RECORDS PROVIDED =
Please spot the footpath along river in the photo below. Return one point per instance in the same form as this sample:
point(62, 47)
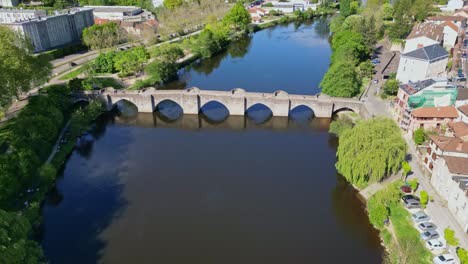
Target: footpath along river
point(171, 188)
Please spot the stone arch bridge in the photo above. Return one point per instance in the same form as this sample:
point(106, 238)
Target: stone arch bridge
point(237, 101)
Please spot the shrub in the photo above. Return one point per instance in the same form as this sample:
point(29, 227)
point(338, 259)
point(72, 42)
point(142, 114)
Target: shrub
point(419, 136)
point(424, 198)
point(449, 235)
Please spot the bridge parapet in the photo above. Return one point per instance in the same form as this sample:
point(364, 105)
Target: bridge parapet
point(237, 101)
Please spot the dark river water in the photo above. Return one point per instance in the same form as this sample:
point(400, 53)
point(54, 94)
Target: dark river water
point(151, 189)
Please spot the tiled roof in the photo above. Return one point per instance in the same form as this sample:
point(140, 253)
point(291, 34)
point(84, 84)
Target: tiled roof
point(462, 94)
point(428, 53)
point(436, 112)
point(457, 165)
point(464, 109)
point(427, 29)
point(451, 144)
point(414, 87)
point(460, 129)
point(446, 18)
point(450, 25)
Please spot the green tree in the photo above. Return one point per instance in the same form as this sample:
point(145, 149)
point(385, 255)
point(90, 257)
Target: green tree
point(387, 11)
point(341, 80)
point(100, 36)
point(238, 17)
point(449, 235)
point(406, 168)
point(131, 61)
point(171, 4)
point(424, 199)
point(419, 136)
point(345, 8)
point(371, 150)
point(104, 63)
point(366, 69)
point(19, 69)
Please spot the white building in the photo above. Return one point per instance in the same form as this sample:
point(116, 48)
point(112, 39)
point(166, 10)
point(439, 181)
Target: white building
point(9, 3)
point(16, 15)
point(423, 63)
point(450, 180)
point(463, 112)
point(451, 33)
point(57, 30)
point(459, 21)
point(423, 35)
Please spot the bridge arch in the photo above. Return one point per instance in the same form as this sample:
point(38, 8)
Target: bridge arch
point(169, 110)
point(214, 111)
point(302, 111)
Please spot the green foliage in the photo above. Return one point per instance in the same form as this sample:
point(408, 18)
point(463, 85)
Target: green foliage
point(131, 61)
point(366, 69)
point(340, 125)
point(345, 8)
point(238, 17)
point(372, 149)
point(406, 168)
point(100, 36)
point(14, 244)
point(104, 63)
point(19, 68)
point(413, 184)
point(424, 199)
point(341, 80)
point(387, 11)
point(449, 235)
point(378, 204)
point(462, 255)
point(171, 4)
point(419, 136)
point(390, 87)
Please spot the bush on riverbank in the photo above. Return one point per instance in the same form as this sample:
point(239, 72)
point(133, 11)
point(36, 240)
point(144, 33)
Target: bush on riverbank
point(404, 245)
point(369, 151)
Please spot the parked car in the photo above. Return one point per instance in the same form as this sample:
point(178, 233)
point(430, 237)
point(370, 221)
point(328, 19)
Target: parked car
point(429, 234)
point(427, 226)
point(411, 203)
point(420, 217)
point(434, 244)
point(444, 259)
point(409, 197)
point(406, 189)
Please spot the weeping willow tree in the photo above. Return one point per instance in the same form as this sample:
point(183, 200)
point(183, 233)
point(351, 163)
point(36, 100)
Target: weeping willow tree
point(369, 151)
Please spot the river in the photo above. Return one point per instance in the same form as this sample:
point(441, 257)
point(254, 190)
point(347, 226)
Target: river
point(151, 189)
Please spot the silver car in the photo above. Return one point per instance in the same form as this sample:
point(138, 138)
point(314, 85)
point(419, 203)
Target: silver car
point(427, 226)
point(429, 234)
point(420, 217)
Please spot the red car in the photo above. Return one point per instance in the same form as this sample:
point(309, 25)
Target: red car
point(406, 189)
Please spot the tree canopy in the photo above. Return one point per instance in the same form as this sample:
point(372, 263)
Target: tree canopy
point(19, 69)
point(370, 150)
point(238, 17)
point(341, 80)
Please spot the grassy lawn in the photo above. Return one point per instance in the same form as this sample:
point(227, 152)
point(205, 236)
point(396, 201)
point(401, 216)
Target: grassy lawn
point(108, 82)
point(407, 233)
point(73, 74)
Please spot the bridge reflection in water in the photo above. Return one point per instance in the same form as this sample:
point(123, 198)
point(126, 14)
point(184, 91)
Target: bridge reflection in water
point(196, 122)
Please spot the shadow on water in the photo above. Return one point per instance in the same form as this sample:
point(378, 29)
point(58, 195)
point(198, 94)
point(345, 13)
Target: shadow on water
point(74, 221)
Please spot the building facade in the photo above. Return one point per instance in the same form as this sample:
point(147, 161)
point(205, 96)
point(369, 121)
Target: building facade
point(55, 31)
point(423, 35)
point(17, 15)
point(9, 3)
point(422, 64)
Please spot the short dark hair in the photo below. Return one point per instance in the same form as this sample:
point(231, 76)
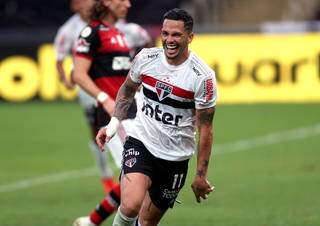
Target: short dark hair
point(180, 14)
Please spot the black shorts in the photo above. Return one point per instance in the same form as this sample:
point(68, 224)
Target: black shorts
point(167, 177)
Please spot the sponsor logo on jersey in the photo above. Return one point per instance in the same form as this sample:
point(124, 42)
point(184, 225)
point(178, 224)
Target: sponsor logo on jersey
point(208, 89)
point(82, 46)
point(164, 117)
point(196, 71)
point(86, 32)
point(163, 90)
point(153, 55)
point(130, 162)
point(131, 152)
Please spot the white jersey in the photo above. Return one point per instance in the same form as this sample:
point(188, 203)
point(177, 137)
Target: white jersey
point(165, 120)
point(67, 35)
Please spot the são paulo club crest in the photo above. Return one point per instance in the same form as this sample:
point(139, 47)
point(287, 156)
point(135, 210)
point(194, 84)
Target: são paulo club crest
point(163, 90)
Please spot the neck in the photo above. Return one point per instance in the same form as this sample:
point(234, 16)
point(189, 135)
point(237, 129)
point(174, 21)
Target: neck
point(179, 60)
point(109, 19)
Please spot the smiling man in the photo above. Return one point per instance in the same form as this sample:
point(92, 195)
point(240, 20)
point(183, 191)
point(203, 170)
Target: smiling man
point(178, 94)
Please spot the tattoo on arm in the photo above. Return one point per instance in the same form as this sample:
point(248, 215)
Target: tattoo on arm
point(206, 116)
point(124, 99)
point(205, 164)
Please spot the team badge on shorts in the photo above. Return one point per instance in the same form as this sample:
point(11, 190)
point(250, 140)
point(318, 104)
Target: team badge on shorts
point(130, 162)
point(163, 90)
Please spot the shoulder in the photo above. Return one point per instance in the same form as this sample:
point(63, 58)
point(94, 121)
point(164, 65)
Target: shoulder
point(200, 68)
point(150, 53)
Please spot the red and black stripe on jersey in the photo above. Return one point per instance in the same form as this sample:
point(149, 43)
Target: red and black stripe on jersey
point(177, 91)
point(106, 47)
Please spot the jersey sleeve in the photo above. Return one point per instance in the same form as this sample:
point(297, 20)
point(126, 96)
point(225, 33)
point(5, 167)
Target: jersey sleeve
point(135, 69)
point(206, 91)
point(87, 42)
point(62, 43)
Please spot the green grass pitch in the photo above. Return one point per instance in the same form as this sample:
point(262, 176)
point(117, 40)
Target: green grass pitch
point(265, 167)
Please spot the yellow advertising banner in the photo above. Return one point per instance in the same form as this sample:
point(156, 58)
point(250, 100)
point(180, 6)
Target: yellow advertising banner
point(258, 68)
point(250, 68)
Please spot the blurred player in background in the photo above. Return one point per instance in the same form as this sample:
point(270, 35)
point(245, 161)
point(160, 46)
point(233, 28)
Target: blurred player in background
point(178, 95)
point(65, 43)
point(102, 61)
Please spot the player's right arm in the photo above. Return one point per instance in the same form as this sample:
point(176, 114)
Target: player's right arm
point(62, 46)
point(124, 100)
point(87, 45)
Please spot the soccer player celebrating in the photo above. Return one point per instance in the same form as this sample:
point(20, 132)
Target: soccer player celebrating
point(178, 94)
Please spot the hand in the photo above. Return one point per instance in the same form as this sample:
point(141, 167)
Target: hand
point(68, 84)
point(101, 138)
point(109, 106)
point(201, 188)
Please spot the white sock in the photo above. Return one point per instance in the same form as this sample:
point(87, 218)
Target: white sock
point(101, 161)
point(115, 147)
point(121, 220)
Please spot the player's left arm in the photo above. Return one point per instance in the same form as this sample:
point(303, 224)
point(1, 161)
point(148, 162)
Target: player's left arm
point(201, 186)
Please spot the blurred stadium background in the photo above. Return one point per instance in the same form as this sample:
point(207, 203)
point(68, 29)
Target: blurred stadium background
point(265, 162)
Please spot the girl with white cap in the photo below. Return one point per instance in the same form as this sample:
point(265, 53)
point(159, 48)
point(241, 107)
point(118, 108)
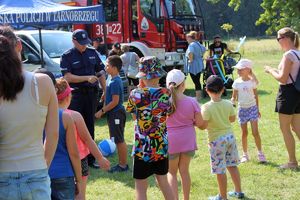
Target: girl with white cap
point(185, 115)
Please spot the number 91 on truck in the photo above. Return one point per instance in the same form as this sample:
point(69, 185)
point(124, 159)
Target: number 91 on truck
point(149, 27)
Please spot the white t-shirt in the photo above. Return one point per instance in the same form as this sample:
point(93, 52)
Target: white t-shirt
point(246, 97)
point(295, 66)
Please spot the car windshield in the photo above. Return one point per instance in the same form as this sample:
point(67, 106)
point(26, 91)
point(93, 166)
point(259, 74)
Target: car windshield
point(182, 7)
point(55, 44)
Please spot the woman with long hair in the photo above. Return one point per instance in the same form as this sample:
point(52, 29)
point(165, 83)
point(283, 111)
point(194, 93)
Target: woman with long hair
point(288, 98)
point(28, 105)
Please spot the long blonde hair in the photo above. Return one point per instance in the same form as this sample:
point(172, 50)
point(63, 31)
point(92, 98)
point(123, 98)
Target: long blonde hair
point(291, 34)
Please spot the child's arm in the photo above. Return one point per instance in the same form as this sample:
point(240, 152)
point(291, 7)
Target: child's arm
point(232, 118)
point(253, 77)
point(256, 99)
point(108, 107)
point(90, 143)
point(234, 96)
point(72, 149)
point(198, 120)
point(203, 125)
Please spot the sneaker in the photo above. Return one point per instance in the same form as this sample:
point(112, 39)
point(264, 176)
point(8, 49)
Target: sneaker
point(118, 168)
point(261, 158)
point(217, 197)
point(239, 195)
point(245, 158)
point(289, 165)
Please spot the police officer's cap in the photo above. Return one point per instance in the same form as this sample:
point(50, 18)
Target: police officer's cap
point(81, 37)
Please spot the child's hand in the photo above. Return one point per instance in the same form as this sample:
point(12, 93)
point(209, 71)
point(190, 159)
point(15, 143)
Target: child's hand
point(104, 164)
point(78, 191)
point(267, 69)
point(99, 114)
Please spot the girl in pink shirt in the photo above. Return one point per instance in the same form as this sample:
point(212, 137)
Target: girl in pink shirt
point(181, 132)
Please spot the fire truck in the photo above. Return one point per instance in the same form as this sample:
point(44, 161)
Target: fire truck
point(149, 27)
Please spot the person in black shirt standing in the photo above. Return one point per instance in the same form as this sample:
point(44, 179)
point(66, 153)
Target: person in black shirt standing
point(83, 69)
point(218, 47)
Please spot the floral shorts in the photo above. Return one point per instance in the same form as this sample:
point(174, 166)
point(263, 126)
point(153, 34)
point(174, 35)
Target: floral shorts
point(223, 153)
point(248, 114)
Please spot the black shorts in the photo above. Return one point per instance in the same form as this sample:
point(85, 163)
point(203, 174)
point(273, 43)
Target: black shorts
point(142, 169)
point(288, 100)
point(116, 124)
point(84, 166)
point(135, 82)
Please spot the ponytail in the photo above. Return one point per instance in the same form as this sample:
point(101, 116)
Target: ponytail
point(296, 40)
point(11, 75)
point(173, 96)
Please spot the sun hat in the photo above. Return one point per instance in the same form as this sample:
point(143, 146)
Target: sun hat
point(214, 83)
point(244, 63)
point(81, 37)
point(150, 68)
point(175, 76)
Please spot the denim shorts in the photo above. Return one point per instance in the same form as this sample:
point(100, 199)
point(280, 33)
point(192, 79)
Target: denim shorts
point(63, 188)
point(34, 184)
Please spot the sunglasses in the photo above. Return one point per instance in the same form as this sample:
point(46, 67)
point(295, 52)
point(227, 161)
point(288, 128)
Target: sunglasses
point(278, 39)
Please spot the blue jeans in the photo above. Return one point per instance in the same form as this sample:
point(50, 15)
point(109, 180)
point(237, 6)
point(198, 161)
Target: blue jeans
point(63, 188)
point(29, 185)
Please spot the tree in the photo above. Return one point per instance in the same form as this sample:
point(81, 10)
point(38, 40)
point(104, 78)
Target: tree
point(277, 13)
point(227, 27)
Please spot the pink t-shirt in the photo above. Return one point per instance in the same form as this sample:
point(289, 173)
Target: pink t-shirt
point(180, 125)
point(295, 66)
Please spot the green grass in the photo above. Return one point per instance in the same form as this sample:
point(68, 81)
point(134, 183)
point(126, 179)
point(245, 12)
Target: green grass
point(258, 181)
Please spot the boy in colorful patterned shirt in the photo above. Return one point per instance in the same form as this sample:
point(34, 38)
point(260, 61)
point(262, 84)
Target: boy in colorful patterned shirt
point(150, 106)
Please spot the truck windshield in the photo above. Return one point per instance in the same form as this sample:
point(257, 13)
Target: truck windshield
point(182, 8)
point(55, 44)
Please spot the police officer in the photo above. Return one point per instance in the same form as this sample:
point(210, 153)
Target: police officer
point(83, 68)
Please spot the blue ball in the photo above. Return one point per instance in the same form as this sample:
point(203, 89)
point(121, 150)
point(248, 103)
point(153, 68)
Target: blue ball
point(107, 147)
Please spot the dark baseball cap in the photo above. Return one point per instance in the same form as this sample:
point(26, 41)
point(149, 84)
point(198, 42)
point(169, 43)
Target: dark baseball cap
point(117, 45)
point(81, 37)
point(98, 39)
point(214, 84)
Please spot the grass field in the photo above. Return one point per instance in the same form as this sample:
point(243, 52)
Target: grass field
point(259, 181)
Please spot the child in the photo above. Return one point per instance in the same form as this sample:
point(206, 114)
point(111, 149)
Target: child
point(85, 143)
point(181, 132)
point(149, 106)
point(116, 116)
point(66, 161)
point(217, 115)
point(244, 91)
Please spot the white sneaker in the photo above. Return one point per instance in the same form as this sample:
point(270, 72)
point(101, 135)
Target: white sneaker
point(244, 158)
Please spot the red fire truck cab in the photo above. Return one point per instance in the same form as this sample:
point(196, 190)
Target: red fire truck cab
point(149, 27)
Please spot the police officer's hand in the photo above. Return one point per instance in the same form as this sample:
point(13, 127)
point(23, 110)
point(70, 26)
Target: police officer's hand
point(92, 79)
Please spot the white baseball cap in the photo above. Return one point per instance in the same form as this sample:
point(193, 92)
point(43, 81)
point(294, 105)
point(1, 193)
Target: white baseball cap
point(175, 76)
point(244, 63)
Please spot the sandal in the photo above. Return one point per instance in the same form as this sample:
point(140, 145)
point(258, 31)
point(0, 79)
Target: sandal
point(289, 165)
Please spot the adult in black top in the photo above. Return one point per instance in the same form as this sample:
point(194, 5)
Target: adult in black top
point(116, 49)
point(83, 69)
point(218, 47)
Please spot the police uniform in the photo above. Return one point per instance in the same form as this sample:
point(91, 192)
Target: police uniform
point(85, 95)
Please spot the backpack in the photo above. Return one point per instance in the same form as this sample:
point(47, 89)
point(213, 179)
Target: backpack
point(296, 82)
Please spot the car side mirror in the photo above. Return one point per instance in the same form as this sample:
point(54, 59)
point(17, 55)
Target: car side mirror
point(31, 58)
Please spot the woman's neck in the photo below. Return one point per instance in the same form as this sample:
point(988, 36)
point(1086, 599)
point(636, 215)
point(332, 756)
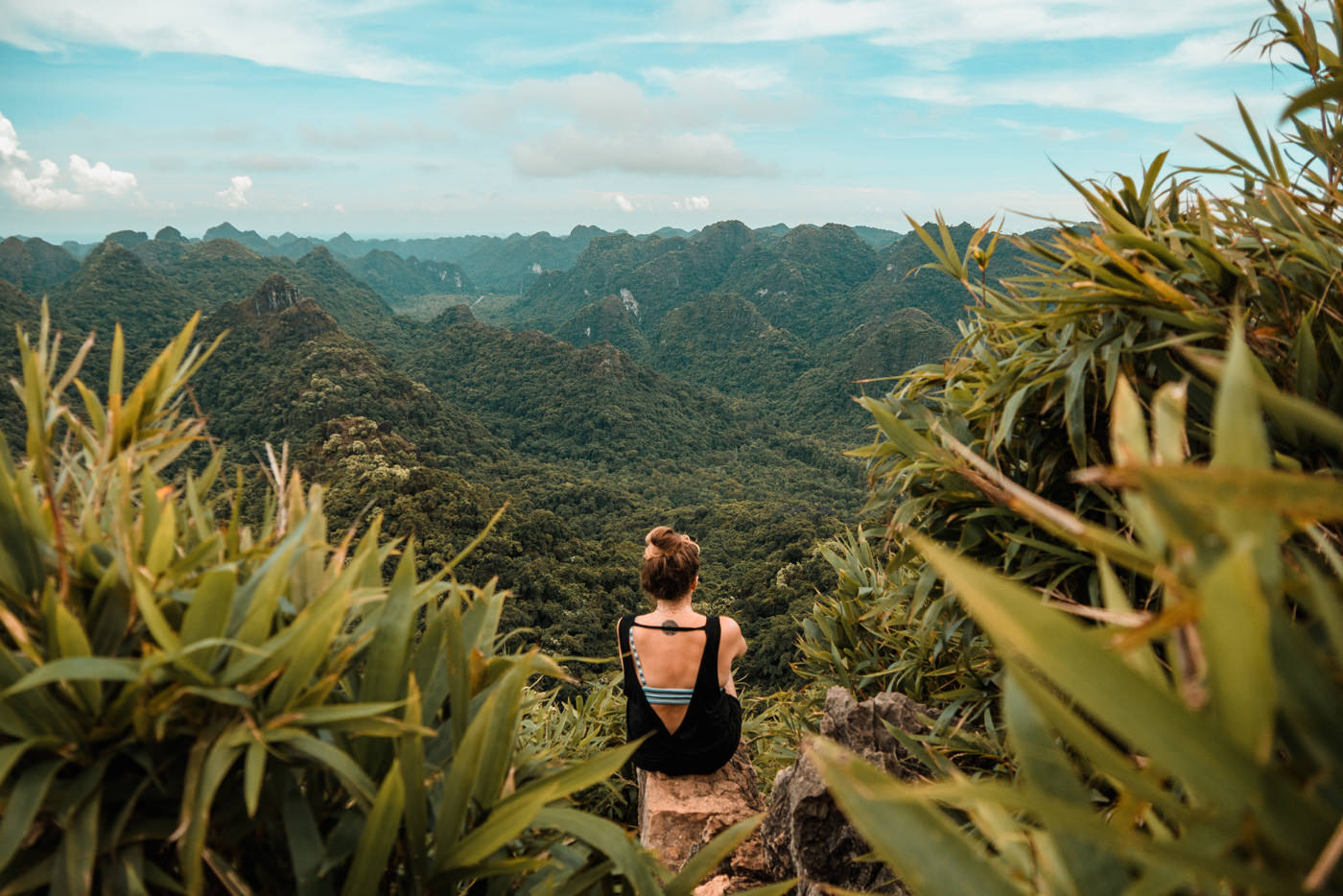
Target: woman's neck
point(674, 607)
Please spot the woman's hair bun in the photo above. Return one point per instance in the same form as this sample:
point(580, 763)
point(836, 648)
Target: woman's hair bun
point(671, 563)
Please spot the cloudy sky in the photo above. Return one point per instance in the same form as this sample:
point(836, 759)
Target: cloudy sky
point(393, 117)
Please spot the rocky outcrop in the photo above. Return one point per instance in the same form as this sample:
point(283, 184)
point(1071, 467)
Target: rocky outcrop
point(805, 833)
point(678, 815)
point(275, 295)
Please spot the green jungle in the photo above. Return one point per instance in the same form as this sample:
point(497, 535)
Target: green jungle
point(312, 551)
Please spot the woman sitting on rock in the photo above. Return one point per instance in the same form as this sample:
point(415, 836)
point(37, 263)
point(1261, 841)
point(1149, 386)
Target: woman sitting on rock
point(678, 667)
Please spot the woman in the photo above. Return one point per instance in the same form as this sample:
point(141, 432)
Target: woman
point(678, 667)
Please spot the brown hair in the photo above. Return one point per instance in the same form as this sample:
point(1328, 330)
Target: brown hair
point(671, 563)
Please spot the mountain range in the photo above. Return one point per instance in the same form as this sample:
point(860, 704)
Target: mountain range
point(700, 379)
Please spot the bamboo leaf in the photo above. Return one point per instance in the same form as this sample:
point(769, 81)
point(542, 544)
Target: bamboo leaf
point(628, 860)
point(26, 799)
point(379, 835)
point(709, 856)
point(920, 842)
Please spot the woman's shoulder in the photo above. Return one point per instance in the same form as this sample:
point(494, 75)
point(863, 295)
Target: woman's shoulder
point(729, 627)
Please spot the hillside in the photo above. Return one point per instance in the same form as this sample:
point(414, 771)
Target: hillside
point(398, 278)
point(34, 265)
point(692, 378)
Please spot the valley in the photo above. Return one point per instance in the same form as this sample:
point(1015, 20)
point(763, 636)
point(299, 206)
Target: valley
point(593, 386)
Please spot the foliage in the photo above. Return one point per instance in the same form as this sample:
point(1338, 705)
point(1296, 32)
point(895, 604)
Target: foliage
point(1191, 744)
point(1172, 705)
point(191, 704)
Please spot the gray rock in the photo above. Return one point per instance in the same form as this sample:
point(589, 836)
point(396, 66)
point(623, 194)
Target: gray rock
point(805, 835)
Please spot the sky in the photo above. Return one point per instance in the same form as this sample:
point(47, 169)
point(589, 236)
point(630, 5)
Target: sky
point(402, 118)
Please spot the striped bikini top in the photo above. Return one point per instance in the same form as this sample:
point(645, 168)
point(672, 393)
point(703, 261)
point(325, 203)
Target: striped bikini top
point(664, 696)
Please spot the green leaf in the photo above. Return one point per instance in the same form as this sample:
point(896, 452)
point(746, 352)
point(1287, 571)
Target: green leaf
point(78, 849)
point(76, 670)
point(614, 842)
point(304, 841)
point(1045, 766)
point(709, 856)
point(380, 831)
point(254, 771)
point(26, 799)
point(1070, 654)
point(507, 821)
point(210, 609)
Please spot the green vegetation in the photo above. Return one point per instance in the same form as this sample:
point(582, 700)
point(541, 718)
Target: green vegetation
point(1157, 634)
point(194, 704)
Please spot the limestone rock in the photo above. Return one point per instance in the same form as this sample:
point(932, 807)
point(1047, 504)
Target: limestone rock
point(805, 832)
point(678, 815)
point(275, 295)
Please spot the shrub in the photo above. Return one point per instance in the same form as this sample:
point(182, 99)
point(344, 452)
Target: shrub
point(192, 704)
point(1168, 623)
point(1164, 269)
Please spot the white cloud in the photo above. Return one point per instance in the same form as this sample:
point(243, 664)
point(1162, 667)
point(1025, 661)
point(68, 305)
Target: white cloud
point(306, 35)
point(363, 133)
point(10, 143)
point(718, 77)
point(601, 121)
point(691, 100)
point(1142, 91)
point(916, 23)
point(235, 195)
point(40, 191)
point(1047, 131)
point(100, 177)
point(568, 152)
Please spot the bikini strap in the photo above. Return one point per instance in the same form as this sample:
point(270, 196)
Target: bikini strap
point(626, 660)
point(644, 625)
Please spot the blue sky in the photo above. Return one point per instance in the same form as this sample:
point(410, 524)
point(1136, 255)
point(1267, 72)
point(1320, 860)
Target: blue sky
point(399, 118)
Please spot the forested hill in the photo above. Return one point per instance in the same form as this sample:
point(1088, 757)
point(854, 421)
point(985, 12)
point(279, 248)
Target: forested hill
point(789, 318)
point(490, 264)
point(694, 379)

TASK REQUIREMENTS = For this exercise, repeat exactly the lines of the data above from the one with "Target: green leaf" down to the one with "Please spot the forested", both end lines included.

SOLUTION TO THIS TASK =
Target: green leaf
point(78, 849)
point(76, 670)
point(614, 842)
point(304, 841)
point(1045, 766)
point(709, 856)
point(380, 831)
point(254, 771)
point(26, 799)
point(1070, 654)
point(507, 821)
point(210, 609)
Please spot the green vegetation in the photo above. Return one point per instance in the same form as this sample:
point(582, 700)
point(541, 718)
Target: green vegetation
point(1157, 634)
point(194, 704)
Please spot the limestone rock in the photo above. Return one point per instance in the same form as this sample:
point(932, 807)
point(1047, 504)
Target: limestone rock
point(805, 832)
point(678, 815)
point(275, 295)
Please spot the shrub in the photo above. Return one point per instance in the same form as this sample:
point(182, 99)
point(344, 452)
Target: shrub
point(192, 704)
point(1168, 623)
point(1164, 269)
Please spot the white cloud in the photo above. Return one point per instance in the same form as this sample:
point(243, 664)
point(1162, 667)
point(1025, 661)
point(68, 305)
Target: white cloud
point(306, 35)
point(363, 133)
point(10, 143)
point(718, 77)
point(601, 121)
point(691, 100)
point(1142, 91)
point(916, 23)
point(235, 195)
point(40, 191)
point(1047, 131)
point(100, 177)
point(568, 152)
Please spot the bikini strap in the photo above. Return one point per instance in the same form as this sample:
point(270, 196)
Target: bikini strap
point(626, 660)
point(644, 625)
Please spot the blue sky in the photo above. Return one point per instance in the same form as this sample:
point(410, 524)
point(1136, 255)
point(1267, 72)
point(1320, 860)
Target: blue sky
point(399, 118)
Please spot the forested hill in the photo above. Return one point per instance in the same form as this sample:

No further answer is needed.